Page text:
━━━━━━━━━━━━━━━━━━━━━━━━━━━━━━

Global Humanitarian Overview
- Language: Arabic, English, French, Spanish
- Subjects: Humanitarian Aid
- Published: 2015, 2016, 2017, 2018, 2019, 2020, 2021, 2022
- Publisher: United Nations Office for the Coordination of Humanitarian Affairs

= Global Humanitarian Overview =

Annual report

Global Humanitarian Overview is an annual report published by the United Nations Office for the Coordination of Humanitarian Affairs.

It documents how many people have unmet humanitarian needs and the funding that is needed by humanitarian agencies to meet them.

Over the years the annual editions have identified rising needs, insufficient spending, and patterns of violence towards humanitarian healthcare staff.

== Publication ==

United Nations Office for the Coordination of Humanitarian Affairs logo

Global Humanitarian Overview is published by the United Nations Office for the Coordination of Humanitarian Affairs.

It has been published annually since 2015, and is available in Arabic, English, French, and Spanish.

== Format ==
Global Humanitarian Overview documents global trends in humanitarian aid including conflict, climate events, disease, food insecurity, and compliance with international humanitarian law. The report tracks patterns of humanitarian needs, aid spending and the gap between them.

== Notable highlights from selected editions ==

=== Global Humanitarian Overview 2015 ===
In 2015 the inaugural edition, the United Nations Office for the Coordination of Humanitarian Affairs reported that humanitarian needs had risen by 500% in the past ten years and that by June 2015, only 26% of the needs were funded by the world's governments.

The agency needed $16 billion of funding to support 57.5 people in emergencies in 22 countries.

=== Global Humanitarian Overview 2017 ===
In 2017 the report documented the closure of eleven healthcare facilities in Sudan due to a funding shortfall. Areas with high needs also included Libya, South Sudan, Syria, and Yemen, with the total funding needed to meet all needs being $22 billion.

=== Global Humanitarian Overview 2018 ===
In 2018 the report documented 158 major violent incidents affected humanitarian workers in 22 countries, including 72 abductions and 139 homicides.

The report documented the needs of 134 million people in 42 countries and a 40% gap between the cost of meeting their needs and the funding provided.

=== Global Humanitarian Overview 2019 ===
The 2019 recorded a record level of attacks on healthcare workers and predicted dire circumstances for people living in poverty as a consequence of the climate emergency and armed conflict. It reported that compliance with international humanitarian law was falling, putting healthcare workers in dangervand reducing their ability to meet health needs. It reported a need for humanitarian workers must collaborate with international development workers to increase community resilience to volatile situations.

━━━━━━━━━━━━━━━━━━━━━━━━━━━━━━

Information:
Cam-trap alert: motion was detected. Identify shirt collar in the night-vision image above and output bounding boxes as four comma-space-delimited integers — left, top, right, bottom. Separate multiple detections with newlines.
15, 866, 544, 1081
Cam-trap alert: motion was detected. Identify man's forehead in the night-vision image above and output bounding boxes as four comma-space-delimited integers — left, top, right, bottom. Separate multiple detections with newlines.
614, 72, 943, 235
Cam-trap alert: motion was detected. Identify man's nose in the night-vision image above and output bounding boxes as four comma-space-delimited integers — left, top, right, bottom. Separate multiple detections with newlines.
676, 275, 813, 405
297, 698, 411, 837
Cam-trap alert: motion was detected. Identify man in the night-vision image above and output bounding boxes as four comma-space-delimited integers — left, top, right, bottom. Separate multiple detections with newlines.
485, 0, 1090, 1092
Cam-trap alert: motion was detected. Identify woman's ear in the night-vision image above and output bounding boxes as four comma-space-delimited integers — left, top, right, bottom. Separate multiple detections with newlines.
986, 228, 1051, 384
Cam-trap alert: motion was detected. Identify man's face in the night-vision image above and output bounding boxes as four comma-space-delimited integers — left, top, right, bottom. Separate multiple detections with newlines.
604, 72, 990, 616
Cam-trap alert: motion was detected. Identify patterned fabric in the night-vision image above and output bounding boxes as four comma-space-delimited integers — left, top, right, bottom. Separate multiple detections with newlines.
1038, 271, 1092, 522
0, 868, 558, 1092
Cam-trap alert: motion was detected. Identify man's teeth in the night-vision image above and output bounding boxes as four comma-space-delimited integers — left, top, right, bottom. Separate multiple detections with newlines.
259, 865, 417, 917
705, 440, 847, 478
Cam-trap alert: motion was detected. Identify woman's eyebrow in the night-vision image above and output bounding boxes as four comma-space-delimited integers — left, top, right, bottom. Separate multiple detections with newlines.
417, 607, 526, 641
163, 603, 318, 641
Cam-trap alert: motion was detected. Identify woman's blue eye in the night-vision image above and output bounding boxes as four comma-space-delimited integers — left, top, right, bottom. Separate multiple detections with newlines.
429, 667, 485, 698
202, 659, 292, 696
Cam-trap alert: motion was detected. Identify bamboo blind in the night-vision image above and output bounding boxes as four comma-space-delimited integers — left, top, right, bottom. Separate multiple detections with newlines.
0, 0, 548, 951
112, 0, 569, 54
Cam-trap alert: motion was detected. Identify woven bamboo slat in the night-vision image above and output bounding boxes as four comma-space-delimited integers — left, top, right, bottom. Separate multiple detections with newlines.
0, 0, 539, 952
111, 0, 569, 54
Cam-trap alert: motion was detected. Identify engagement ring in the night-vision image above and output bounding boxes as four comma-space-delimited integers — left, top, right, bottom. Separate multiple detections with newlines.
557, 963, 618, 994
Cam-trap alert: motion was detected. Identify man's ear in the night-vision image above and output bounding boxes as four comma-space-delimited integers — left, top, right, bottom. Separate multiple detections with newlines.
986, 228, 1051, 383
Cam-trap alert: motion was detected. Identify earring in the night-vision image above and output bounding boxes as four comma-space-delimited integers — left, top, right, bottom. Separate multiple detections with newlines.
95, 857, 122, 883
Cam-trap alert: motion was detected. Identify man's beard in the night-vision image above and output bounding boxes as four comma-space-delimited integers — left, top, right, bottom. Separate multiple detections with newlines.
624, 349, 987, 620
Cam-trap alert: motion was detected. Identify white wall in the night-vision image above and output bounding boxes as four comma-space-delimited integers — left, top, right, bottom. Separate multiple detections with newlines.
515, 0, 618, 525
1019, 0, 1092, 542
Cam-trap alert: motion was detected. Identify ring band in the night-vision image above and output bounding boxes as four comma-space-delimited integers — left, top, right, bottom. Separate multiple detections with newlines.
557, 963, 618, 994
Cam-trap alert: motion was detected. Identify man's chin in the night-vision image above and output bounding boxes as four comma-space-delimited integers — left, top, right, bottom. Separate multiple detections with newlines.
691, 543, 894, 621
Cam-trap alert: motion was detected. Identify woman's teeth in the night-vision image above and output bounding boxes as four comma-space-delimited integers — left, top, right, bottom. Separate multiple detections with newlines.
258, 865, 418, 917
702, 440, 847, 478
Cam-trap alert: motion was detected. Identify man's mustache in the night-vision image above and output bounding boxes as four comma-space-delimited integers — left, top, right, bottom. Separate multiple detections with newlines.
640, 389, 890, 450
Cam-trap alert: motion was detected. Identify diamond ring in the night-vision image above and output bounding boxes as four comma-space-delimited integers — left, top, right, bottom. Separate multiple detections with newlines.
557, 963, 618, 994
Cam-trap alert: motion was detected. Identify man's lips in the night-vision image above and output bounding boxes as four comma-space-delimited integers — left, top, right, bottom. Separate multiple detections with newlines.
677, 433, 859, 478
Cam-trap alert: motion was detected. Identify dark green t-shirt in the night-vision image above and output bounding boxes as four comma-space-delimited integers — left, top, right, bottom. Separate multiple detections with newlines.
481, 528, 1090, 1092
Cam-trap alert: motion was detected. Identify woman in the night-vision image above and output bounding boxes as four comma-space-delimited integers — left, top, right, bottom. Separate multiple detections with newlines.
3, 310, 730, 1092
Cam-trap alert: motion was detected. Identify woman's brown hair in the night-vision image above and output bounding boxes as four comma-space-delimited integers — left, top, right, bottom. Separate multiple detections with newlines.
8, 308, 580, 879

━━━━━━━━━━━━━━━━━━━━━━━━━━━━━━

Transcribe the passage of the Global Humanitarian Overview text from "The agency needed" to "being $22 billion." without any changes.

Task response:
The agency needed $16 billion of funding to support 57.5 people in emergencies in 22 countries.

=== Global Humanitarian Overview 2017 ===
In 2017 the report documented the closure of eleven healthcare facilities in Sudan due to a funding shortfall. Areas with high needs also included Libya, South Sudan, Syria, and Yemen, with the total funding needed to meet all needs being $22 billion.